## TASK DATA
☆ ☆ ☆ ☆ ☆

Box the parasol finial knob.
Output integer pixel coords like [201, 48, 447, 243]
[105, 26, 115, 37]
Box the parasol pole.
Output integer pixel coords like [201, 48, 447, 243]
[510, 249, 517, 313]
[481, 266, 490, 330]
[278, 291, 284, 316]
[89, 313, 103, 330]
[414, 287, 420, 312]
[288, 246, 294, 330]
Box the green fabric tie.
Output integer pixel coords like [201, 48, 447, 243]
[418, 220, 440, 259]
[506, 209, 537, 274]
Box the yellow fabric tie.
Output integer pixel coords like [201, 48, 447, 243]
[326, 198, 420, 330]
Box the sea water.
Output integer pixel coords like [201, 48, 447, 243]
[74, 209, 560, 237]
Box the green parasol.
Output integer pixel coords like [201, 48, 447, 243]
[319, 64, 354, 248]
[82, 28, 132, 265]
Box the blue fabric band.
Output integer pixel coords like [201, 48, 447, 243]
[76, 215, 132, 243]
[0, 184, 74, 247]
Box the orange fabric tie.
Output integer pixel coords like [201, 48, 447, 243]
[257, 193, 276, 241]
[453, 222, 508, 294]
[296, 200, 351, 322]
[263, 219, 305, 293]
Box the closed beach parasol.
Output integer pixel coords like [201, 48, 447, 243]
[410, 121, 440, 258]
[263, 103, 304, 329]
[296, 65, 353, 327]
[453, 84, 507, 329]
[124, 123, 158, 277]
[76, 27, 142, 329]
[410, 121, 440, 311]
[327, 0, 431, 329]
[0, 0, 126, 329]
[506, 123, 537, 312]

☆ ☆ ☆ ☆ ☆

## THE REQUEST
Please rewrite all of the material above as a numbered list, one line per item, leaving out any blank lines.

## CORRECT RESPONSE
1. Box the parasol finial knob.
2. Output integer pixel coords like [201, 48, 447, 243]
3. [105, 26, 115, 37]
4. Box the parasol pole.
5. Output integer pixel coords like [201, 48, 447, 243]
6. [510, 249, 517, 313]
7. [481, 266, 490, 330]
8. [278, 291, 284, 316]
9. [89, 313, 103, 330]
10. [414, 287, 420, 312]
11. [288, 246, 294, 330]
12. Box the green fabric tie.
13. Output integer pixel coords like [201, 48, 447, 243]
14. [418, 220, 440, 259]
15. [506, 209, 537, 274]
16. Box the yellow fabric tie.
17. Output integer pixel coords like [201, 48, 447, 243]
18. [326, 198, 420, 330]
19. Box the sea water.
20. Output integer pixel coords like [201, 48, 447, 243]
21. [74, 209, 560, 237]
22. Box the green parasol.
23. Output integer pixel coords like [201, 48, 447, 243]
24. [319, 64, 354, 248]
25. [82, 28, 132, 265]
26. Box the blue fabric band.
27. Output integer pixel coords like [201, 48, 447, 243]
28. [76, 215, 132, 243]
29. [0, 184, 74, 247]
30. Box the orange fabric tie.
31. Output integer pixel coords like [201, 48, 447, 243]
32. [257, 193, 276, 241]
33. [453, 222, 508, 294]
34. [296, 200, 351, 322]
35. [263, 219, 305, 293]
36. Box the closed beach parasol.
37. Output integer pixel coords like [201, 48, 447, 243]
38. [410, 121, 440, 258]
39. [263, 103, 304, 329]
40. [296, 65, 353, 327]
41. [453, 84, 507, 329]
42. [124, 123, 158, 277]
43. [76, 27, 142, 329]
44. [410, 121, 440, 311]
45. [327, 0, 431, 329]
46. [0, 0, 126, 329]
47. [506, 123, 537, 312]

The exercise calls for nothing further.